MATERIAL ->

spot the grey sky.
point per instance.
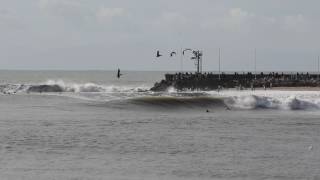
(107, 34)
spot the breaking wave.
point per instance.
(52, 86)
(141, 96)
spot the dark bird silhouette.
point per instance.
(119, 74)
(186, 50)
(173, 53)
(158, 54)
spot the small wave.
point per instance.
(179, 102)
(251, 102)
(58, 86)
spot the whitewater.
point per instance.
(91, 125)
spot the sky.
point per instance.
(111, 34)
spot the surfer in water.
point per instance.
(119, 74)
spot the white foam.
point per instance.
(293, 100)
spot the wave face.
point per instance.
(141, 96)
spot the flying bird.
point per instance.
(173, 53)
(158, 54)
(186, 50)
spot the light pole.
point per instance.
(255, 63)
(219, 63)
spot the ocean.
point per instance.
(99, 127)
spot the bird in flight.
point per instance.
(173, 53)
(158, 54)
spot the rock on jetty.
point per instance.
(210, 81)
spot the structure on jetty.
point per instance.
(210, 81)
(217, 81)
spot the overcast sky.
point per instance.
(107, 34)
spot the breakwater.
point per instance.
(212, 81)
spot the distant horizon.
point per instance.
(90, 35)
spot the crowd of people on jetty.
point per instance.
(209, 81)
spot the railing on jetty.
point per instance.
(213, 81)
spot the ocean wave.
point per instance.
(52, 86)
(141, 96)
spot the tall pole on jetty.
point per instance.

EXERCISE DETAILS ->
Write out the entries above word for word. Do not include the pictures.

CORRECT RESPONSE ->
spot the grey sky.
point per instance.
(107, 34)
spot the breaking wave.
point per instance.
(52, 86)
(141, 96)
spot the dark bird silhouette.
point per instance.
(119, 74)
(186, 50)
(173, 53)
(158, 54)
spot the small wave.
point per instance.
(179, 102)
(251, 102)
(58, 86)
spot the whitewater.
point per instance.
(91, 125)
spot the sky.
point per instance.
(111, 34)
spot the surfer in water.
point per instance.
(119, 74)
spot the white foam.
point per instance.
(293, 100)
spot the wave face.
point per instance.
(141, 96)
spot the flying bird.
point per instance.
(173, 53)
(158, 54)
(186, 50)
spot the light pole.
point per instance.
(255, 63)
(219, 63)
spot the ocean.
point per instance.
(99, 127)
spot the bird in flight.
point per instance.
(173, 53)
(158, 54)
spot the rock on jetty.
point per instance.
(210, 81)
spot the structure on jetty.
point per instance.
(210, 81)
(217, 81)
spot the overcast sky.
point per instance.
(107, 34)
spot the breakwater.
point per instance.
(212, 81)
spot the distant horizon.
point per instance.
(90, 35)
spot the crowd of people on jetty.
point per instance.
(209, 81)
spot the railing on jetty.
point per instance.
(213, 81)
spot the ocean wave.
point per instance.
(52, 86)
(141, 96)
spot the tall pole on jetty.
point per instance.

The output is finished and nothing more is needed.